[Dataset rows]
* * * * * * * * *
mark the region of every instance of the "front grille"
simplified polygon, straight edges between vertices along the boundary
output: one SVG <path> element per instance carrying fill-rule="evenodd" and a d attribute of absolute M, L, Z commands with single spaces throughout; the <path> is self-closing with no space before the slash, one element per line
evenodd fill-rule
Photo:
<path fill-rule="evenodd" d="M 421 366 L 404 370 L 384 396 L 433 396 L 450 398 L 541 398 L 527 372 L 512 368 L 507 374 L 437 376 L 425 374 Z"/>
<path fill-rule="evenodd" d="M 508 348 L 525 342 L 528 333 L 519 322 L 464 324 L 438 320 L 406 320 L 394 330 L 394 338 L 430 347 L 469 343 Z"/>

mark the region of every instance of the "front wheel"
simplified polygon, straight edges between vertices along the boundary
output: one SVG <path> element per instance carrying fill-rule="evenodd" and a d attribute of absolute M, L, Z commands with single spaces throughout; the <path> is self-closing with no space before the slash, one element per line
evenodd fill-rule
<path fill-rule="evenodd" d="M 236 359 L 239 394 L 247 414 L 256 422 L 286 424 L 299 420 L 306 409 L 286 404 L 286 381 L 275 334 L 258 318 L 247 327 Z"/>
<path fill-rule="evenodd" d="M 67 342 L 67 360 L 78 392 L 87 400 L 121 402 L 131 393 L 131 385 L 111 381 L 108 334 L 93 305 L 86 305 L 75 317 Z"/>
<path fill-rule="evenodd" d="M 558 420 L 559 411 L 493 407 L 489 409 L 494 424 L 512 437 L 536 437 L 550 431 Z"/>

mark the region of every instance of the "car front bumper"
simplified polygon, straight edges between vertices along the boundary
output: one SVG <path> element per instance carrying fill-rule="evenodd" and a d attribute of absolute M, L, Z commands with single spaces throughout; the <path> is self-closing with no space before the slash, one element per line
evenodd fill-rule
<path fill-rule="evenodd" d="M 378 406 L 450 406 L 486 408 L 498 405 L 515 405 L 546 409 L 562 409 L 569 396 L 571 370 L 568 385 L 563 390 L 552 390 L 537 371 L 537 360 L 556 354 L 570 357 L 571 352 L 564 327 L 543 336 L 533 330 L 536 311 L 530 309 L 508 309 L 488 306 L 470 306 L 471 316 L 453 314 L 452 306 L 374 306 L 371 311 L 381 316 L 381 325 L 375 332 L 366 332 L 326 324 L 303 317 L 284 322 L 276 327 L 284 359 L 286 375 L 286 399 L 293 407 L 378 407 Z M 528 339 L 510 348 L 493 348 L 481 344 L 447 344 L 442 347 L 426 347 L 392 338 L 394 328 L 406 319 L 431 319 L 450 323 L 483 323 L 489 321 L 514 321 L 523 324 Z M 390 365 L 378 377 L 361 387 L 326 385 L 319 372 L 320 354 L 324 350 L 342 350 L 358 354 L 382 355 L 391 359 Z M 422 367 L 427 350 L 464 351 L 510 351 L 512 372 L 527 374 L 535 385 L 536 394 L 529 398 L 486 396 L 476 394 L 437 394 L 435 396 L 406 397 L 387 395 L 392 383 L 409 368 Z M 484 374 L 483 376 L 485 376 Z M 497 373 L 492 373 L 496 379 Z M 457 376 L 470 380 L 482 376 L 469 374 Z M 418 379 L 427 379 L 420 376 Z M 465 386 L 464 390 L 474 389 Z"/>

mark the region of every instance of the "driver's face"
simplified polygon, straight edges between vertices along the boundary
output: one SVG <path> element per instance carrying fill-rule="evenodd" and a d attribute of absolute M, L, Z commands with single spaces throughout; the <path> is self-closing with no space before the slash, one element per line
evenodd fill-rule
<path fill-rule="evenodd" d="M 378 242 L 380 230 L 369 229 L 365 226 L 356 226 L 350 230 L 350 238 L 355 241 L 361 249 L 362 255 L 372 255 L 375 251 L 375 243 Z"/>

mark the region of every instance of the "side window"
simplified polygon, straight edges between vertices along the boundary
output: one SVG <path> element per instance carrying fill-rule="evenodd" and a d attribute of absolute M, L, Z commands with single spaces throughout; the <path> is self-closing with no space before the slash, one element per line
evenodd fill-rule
* * * * * * * * *
Work to be completed: All of the material above needs to be copied exactly.

Worked answer:
mark the region of every instance of the "front grille"
simplified polygon, straight edges between vertices along the boundary
output: one SVG <path> element per instance carrying fill-rule="evenodd" and a d attribute of absolute M, L, Z commands with single spaces throughout; the <path> is self-closing with no space before the slash, one element per line
evenodd fill-rule
Photo:
<path fill-rule="evenodd" d="M 421 366 L 404 370 L 384 396 L 433 396 L 450 398 L 541 398 L 527 372 L 512 368 L 507 374 L 437 376 L 425 374 Z"/>
<path fill-rule="evenodd" d="M 508 348 L 525 342 L 528 333 L 519 322 L 464 324 L 438 320 L 406 320 L 394 330 L 394 338 L 430 347 L 469 343 Z"/>

mark the region of every instance of the "front wheel"
simplified polygon, straight edges between vertices along the boundary
output: one SVG <path> element per instance carrying fill-rule="evenodd" and a d attribute of absolute M, L, Z commands with single spaces throughout; the <path> is self-closing with no space before the slash, one element per line
evenodd fill-rule
<path fill-rule="evenodd" d="M 236 359 L 239 394 L 247 414 L 256 422 L 286 424 L 299 420 L 306 409 L 286 404 L 286 381 L 275 334 L 258 318 L 247 327 Z"/>
<path fill-rule="evenodd" d="M 67 342 L 67 360 L 78 392 L 87 400 L 121 402 L 131 393 L 131 385 L 111 381 L 108 334 L 93 305 L 86 305 L 75 317 Z"/>
<path fill-rule="evenodd" d="M 558 420 L 559 411 L 493 407 L 489 409 L 494 424 L 512 437 L 536 437 L 550 431 Z"/>

mark the region of every instance of the "car front bumper"
simplified polygon, straight edges between vertices along the boundary
output: one SVG <path> element per instance carrying fill-rule="evenodd" and a d attribute of absolute M, L, Z commands with single spaces throughout; the <path> is self-closing with no space before the slash, one element per line
evenodd fill-rule
<path fill-rule="evenodd" d="M 378 406 L 450 406 L 486 408 L 498 405 L 515 405 L 546 409 L 562 409 L 569 396 L 571 370 L 568 385 L 563 390 L 552 390 L 537 371 L 537 360 L 556 354 L 570 357 L 571 352 L 564 327 L 543 336 L 533 330 L 536 311 L 530 309 L 508 309 L 488 306 L 470 306 L 471 316 L 453 314 L 452 306 L 374 306 L 371 311 L 381 316 L 381 325 L 375 332 L 366 332 L 326 324 L 303 317 L 284 322 L 276 327 L 284 359 L 286 375 L 286 399 L 293 407 L 378 407 Z M 528 339 L 510 348 L 493 348 L 481 344 L 447 344 L 442 347 L 426 347 L 392 338 L 394 328 L 406 319 L 431 319 L 450 323 L 483 323 L 489 321 L 514 321 L 523 324 Z M 390 365 L 378 377 L 361 387 L 326 385 L 319 372 L 320 354 L 324 350 L 342 350 L 358 354 L 382 355 L 391 359 Z M 422 367 L 427 350 L 464 351 L 510 351 L 512 372 L 527 374 L 535 385 L 536 394 L 529 398 L 486 396 L 476 394 L 437 394 L 435 396 L 406 397 L 387 395 L 392 383 L 409 368 Z M 484 374 L 483 376 L 485 376 Z M 497 373 L 492 373 L 496 379 Z M 457 376 L 470 380 L 482 376 L 469 374 Z M 418 379 L 427 379 L 420 376 Z M 465 386 L 464 390 L 474 389 Z"/>

mark the region of every instance of the "driver's face"
simplified polygon, straight edges between vertices along the boundary
output: one SVG <path> element per instance carrying fill-rule="evenodd" and a d attribute of absolute M, L, Z commands with single spaces throughout; the <path> is self-closing with no space before the slash, one element per line
evenodd fill-rule
<path fill-rule="evenodd" d="M 378 242 L 380 230 L 369 229 L 365 226 L 356 226 L 350 230 L 350 238 L 355 241 L 361 249 L 362 255 L 372 255 L 375 251 L 375 243 Z"/>

mark the region of every instance of the "side window"
simplified polygon, straight edges between vertices along the boundary
output: one SVG <path> element per instance carrying fill-rule="evenodd" and a d attribute of absolute M, L, Z commands with single spaces throughout; the <path> is self-closing with no space before the slash, one element per line
evenodd fill-rule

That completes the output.